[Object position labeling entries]
▬▬▬

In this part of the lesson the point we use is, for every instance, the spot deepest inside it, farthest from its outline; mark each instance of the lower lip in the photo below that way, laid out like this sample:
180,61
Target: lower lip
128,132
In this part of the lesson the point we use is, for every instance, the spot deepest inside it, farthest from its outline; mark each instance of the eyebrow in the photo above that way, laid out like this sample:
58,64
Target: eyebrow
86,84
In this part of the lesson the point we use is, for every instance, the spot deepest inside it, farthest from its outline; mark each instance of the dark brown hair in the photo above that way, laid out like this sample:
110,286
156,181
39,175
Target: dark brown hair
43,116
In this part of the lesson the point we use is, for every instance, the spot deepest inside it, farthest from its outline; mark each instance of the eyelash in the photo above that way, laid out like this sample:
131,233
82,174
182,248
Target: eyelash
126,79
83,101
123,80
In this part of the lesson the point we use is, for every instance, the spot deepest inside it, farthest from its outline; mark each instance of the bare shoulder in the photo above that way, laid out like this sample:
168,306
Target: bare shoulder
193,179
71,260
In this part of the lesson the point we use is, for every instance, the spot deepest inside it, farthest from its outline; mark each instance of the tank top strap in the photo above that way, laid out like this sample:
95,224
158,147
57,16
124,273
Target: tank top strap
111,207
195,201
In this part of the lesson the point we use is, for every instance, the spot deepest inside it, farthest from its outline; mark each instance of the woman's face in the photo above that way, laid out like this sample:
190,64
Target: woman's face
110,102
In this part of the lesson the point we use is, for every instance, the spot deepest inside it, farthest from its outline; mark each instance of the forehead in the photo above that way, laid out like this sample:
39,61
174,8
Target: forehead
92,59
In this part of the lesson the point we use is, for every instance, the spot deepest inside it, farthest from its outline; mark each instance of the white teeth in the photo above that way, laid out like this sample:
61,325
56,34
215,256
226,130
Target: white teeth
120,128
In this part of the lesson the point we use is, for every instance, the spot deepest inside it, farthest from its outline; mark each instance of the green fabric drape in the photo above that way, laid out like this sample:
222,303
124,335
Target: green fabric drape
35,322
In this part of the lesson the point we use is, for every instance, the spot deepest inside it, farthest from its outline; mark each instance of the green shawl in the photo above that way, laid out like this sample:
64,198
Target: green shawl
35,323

▬▬▬

WHAT THE TASK REQUIRES
Reproduce every line of the material above exactly.

EXERCISE RESULT
In this part of the lesson the point we use is, for every instance, the spot deepest inside it, farthest from its outline; mark each instance of the lower lip in the photo below that way, laid out like this sample:
180,61
Target: lower lip
128,132
In this part of the lesson the point we use is, for every instance, the spot deepest inside it, farthest from its outline; mark each instance of the eyebrow in the photo above that way, laid out like this sample:
58,64
Target: eyebrow
86,84
In this part of the lesson the point we use is, for every instance, the spot deepest inside it, farthest from its outline; mark each instance of the dark brown hair in the photo above that way, laid out like this sample:
110,286
156,181
39,175
Target: dark brown hair
43,116
In this part of the lesson the point we use is, for every instance, the spot deepest inside it, farthest from its outline; mark each instance of the eyelash in the photo above that way, laid out like this sample:
131,233
82,174
182,248
Target: eyelash
126,79
83,101
123,80
In this part of the lesson the point we use is, for every instance, the spot deepest inside it, farthest from its outline; mark each instance of the bare shoulder in the photo above that way, laid out like this sample:
168,306
Target: bare shoulder
193,179
71,260
In this part of the lesson the point we use is, for every instance, the spot deepest inside it, farthest from its outline; mark each instance of the tank top strap in the photo above that way, laid out like this sample:
95,224
158,147
57,16
124,273
Target: tank top strap
111,207
195,201
In this part of the lesson the point we use is, for every instance, the spot deepest inside it, farthest from its outline; mark each instance of the woman's face in the photo above that way, laid out like this sample:
190,64
Target: woman's face
110,102
In this part of the lesson the point we use is, for every instance, the spot deepest inside it, farthest from its outline; mark each instance of the forehead in the photo above that way, laid out like this sample:
39,61
174,8
Target: forehead
92,59
In this part of the lesson the point we use is, for every instance, the spot deepest inside it, farthest from its outline; mark each instance of the white teeth in the photo above that way, laid out like this sample:
61,325
56,34
215,256
226,130
Target: white teeth
120,128
In this part of the lesson the point we use is, for every instance, the spot deepest inside it, farthest from its outline; mark each instance of the green fabric drape in the photo above that way, laid out like this sample:
222,303
124,335
Target: green fabric drape
35,322
In this part of the lesson the point we use is, for every instance, the spot deepest inside it, farthest from its outline; mark each instance of the green shawl in the photo above that way, laid out like this sample:
64,198
Target: green shawl
35,323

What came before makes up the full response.